-- Problem description --
Copy the following records word for word, leaving out the pictures.

--- begin Given data ---

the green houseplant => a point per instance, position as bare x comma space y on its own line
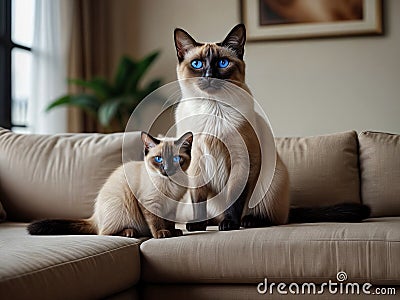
111, 103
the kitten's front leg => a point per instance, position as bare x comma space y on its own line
199, 198
159, 227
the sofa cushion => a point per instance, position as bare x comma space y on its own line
58, 176
3, 214
309, 252
380, 172
323, 170
65, 267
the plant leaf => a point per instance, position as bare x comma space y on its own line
85, 101
141, 67
108, 111
125, 68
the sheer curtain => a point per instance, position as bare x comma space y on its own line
49, 67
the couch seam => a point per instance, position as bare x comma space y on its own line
71, 262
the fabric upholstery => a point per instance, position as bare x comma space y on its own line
3, 214
65, 267
323, 170
58, 176
380, 172
367, 252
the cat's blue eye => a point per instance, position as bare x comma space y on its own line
197, 64
223, 63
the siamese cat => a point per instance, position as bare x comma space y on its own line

--- end Given data ---

-- Final result --
the green houseplant => a point per instance, position as bare x comma space y on its own line
111, 103
the kitten's front leg => a point per instance, position as bare x comma space y on its own line
199, 198
159, 227
the sofa cushion => a point per instance, position as bare x comma space y on its own line
58, 176
3, 214
309, 252
380, 172
323, 170
65, 267
the plant leaf => a point per instance, position as bare x comma space y on its own line
85, 101
141, 67
108, 111
125, 68
the sheer curtain => a point per instance, position as bare x comma space y on its own line
49, 67
the couch seam => a point per instance, position as bare x comma space y on its own line
71, 262
the fabric upholstery => a point per instance, position as bare x comma space y on its own line
3, 214
65, 267
323, 170
58, 176
380, 172
367, 252
the cat's blue eye => a point per instance, position as bare x comma space y on its own line
197, 64
223, 63
the siamese cat => a point per instance, position as bare x comma space y on its own line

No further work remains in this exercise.